● **Requisitos**: De acordo com o excerto do texto, qual era o cineasta preferido de Cunhal?

● **Excerto do texto**:
Também eu já li o Harry Potter português, o livro que arrasou as tabelas de vendas deste Verão. E, francamente, gostei: da descrição da vida na clandestinidade, de ficar a saber que Hitchcock era o cineasta preferido de Cunhal e das observações da primeira visita à URSS (pp.326-335), que mostram que mesmo Zita Seabra é capaz de escrever notas de viagem mais interessantes que as de Gonçalo Cadilhe. Pessoas que conhecem detalhes do período têm ficado furiosas com as imprecisões e falsidades que Zita Seabra comete; mas custa-me a crer que as pessoas que conhecem detalhes do período não conhecessem Zita. Claro que ela não é escrupulosa, nem é subtil. (Mas não é parva. Já lá vamos.)

Itens de identificação de local

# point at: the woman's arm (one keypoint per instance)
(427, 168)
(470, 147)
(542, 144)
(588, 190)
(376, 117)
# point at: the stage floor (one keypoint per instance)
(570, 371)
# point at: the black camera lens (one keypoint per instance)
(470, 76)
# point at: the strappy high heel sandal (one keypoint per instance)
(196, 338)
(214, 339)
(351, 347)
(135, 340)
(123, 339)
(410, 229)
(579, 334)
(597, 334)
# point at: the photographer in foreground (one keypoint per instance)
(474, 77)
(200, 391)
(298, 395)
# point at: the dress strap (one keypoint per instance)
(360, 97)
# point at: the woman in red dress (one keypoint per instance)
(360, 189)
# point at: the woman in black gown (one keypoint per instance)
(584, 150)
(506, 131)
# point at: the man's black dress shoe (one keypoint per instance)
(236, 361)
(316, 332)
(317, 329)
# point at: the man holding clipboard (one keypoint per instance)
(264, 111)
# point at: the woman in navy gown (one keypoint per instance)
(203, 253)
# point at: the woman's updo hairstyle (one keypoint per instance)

● **Resposta do exercício**: Hitchcock.